→ **HOW TO COMPLETE THIS TASK**
In the UNICEF Canada community champion text, reproduce the passage from "Tell us about the" up to and including "a global neighbour.", substituting "religious communities" for every occurrence of "faith communities".

The COVID-19 pandemic has upended the lives of children and families in nearly every country across the globe. Though children make up a very small number of deaths from COVID-19, the impact on their lives has been devastating. UNICEF Canada’s work for every child relies entirely on voluntary support, which is why we want to spotlight one of our community champions – volunteers from all across Canada who are working hard to support UNICEF’s mission.
This month our featured Community Champion is Sara Hildebrand, along with everyone involved in the Love My Neighbour Project. Read on to learn more about the Love My Neighbour campaign, and how Sara and others got involved with UNICEF Canada.
Tell us about yourself and what inspired you to support UNICEF Canada.
After beginning my career as Crown Counsel in the Criminal Law Policy Branch of the Ontario Ministry of the Attorney General, I founded and began overseeing Millennium Kids, with the aim to create opportunities for and with children and youth to help Canada fulfill its UN Sustainable Development Goals (SDGs) promise by 2030, including the promise to pursue access to safe, effective and affordable vaccines for all.
In Fall 2020 as the first COVID-19 vaccine was approved, I knew Millennium Kids would want to do our part to help Canada keep the vaccine SDG promise. I envisioned every Canadian wanting to express our gratitude for the vaccine access that would come to us in 2021 by gifting a vaccine forward to a global neighbour in a developing country.
When I learned that UNICEF was tasked with the vital delivery of life-saving COVID-19 vaccines, I believed many organizations and faith communities would want to be a part of resourcing and accelerating the great work of UNICEF.
Tell us about the Love My Neighbour Project and how it has evolved.
Love My Neighbour (LMN) is a national movement for global vaccine equity, inspired by Millennium Kids and diverse faith communities across the nation, with the goal to increase the number of COVID-19 vaccines distributed quickly and equitably in low-and-middle-income countries around the world.
Over 30 organizations and faith communities are collaborating to encourage our communities and every Canadian to gift one vaccine forward. The passionate commitment to vaccine equity of LMN organizations has rippled into supportive LMN Cities with video messages from Mayor John Tory and Mayor Bonnie Crombie encouraging residents to gift a vaccine forward for a global neighbour.

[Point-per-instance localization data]
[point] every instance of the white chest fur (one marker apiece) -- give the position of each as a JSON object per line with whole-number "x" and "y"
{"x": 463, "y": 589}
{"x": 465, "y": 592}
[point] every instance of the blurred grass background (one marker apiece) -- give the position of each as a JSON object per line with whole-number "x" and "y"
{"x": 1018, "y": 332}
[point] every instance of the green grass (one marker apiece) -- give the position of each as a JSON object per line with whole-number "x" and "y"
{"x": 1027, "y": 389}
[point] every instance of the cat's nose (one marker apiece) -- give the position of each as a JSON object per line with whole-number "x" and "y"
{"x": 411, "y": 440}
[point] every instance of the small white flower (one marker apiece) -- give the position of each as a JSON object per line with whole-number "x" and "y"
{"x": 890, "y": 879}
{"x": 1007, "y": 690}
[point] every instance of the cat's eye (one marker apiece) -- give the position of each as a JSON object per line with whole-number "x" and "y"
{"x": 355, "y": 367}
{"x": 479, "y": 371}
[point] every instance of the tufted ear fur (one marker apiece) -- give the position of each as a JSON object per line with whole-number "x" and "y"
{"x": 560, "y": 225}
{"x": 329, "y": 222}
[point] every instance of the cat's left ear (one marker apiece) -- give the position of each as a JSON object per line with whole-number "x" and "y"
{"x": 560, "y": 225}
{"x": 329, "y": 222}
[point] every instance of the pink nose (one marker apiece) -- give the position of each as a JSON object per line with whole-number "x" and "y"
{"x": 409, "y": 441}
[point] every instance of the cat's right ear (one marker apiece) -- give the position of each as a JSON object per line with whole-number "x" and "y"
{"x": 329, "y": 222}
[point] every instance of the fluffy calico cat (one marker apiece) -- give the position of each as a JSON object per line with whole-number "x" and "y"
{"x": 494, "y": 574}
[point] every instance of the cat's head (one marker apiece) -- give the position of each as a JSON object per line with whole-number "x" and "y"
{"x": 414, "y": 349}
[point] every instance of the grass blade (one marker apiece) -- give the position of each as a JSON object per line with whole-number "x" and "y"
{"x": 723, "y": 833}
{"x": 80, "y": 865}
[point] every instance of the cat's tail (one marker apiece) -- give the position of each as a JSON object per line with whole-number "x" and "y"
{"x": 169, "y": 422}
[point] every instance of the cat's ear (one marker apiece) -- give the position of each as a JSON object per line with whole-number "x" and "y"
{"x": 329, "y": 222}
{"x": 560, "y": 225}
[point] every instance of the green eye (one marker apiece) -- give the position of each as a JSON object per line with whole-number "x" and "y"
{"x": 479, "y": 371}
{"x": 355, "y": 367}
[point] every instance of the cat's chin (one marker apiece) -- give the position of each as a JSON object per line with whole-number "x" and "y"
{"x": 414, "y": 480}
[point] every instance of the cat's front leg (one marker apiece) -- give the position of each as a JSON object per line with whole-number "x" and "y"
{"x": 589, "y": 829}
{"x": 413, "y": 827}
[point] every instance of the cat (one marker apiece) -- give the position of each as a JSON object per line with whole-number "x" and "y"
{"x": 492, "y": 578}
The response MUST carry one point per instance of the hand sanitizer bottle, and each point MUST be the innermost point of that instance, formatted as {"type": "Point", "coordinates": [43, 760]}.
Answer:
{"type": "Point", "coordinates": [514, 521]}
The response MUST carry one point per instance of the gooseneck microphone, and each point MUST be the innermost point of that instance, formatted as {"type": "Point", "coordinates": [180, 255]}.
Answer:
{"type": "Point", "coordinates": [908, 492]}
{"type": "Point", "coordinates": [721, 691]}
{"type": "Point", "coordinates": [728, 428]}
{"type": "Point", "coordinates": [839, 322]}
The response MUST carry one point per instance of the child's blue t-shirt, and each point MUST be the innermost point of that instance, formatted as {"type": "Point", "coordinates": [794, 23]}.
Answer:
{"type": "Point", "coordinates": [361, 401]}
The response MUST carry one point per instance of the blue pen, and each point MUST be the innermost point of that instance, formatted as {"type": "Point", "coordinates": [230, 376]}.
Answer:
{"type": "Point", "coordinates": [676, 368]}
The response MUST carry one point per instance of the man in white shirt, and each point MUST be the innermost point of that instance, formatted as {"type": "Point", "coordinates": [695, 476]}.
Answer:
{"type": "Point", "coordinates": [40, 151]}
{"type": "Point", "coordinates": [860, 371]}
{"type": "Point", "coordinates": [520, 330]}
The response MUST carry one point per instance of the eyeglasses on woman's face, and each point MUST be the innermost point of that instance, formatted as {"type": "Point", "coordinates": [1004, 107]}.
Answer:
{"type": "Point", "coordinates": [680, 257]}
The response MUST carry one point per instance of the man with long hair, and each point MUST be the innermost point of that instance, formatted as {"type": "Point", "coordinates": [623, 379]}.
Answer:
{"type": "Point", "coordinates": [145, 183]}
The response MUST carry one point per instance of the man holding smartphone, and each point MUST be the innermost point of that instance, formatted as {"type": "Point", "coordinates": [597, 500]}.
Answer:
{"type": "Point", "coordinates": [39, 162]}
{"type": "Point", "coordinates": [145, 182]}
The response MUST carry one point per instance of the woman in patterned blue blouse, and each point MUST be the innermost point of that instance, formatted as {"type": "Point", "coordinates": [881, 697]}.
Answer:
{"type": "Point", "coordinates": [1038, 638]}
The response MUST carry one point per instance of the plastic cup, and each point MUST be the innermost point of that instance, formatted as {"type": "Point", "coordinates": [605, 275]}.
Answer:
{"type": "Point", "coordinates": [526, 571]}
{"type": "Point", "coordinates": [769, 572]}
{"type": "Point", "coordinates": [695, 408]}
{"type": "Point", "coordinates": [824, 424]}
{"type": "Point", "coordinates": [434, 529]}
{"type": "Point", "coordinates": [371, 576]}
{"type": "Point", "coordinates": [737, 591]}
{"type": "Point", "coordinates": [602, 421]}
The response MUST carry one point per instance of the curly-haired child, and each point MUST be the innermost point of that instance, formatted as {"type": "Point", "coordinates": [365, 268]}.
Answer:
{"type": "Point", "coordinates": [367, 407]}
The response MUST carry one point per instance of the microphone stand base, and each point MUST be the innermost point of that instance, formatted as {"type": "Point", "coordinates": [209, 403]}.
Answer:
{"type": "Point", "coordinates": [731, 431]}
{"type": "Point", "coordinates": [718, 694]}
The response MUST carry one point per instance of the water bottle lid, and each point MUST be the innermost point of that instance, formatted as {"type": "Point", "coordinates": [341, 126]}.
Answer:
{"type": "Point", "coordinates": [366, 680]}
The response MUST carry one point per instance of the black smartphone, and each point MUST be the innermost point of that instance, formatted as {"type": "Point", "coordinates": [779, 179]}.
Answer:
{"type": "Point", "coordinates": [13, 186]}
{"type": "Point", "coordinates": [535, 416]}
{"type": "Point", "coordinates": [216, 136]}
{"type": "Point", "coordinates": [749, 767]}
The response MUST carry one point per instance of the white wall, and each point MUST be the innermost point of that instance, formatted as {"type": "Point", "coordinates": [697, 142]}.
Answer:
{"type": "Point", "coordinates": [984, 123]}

→ **YOUR RESPONSE**
Tell us about the Love My Neighbour Project and how it has evolved.
Love My Neighbour (LMN) is a national movement for global vaccine equity, inspired by Millennium Kids and diverse religious communities across the nation, with the goal to increase the number of COVID-19 vaccines distributed quickly and equitably in low-and-middle-income countries around the world.
Over 30 organizations and religious communities are collaborating to encourage our communities and every Canadian to gift one vaccine forward. The passionate commitment to vaccine equity of LMN organizations has rippled into supportive LMN Cities with video messages from Mayor John Tory and Mayor Bonnie Crombie encouraging residents to gift a vaccine forward for a global neighbour.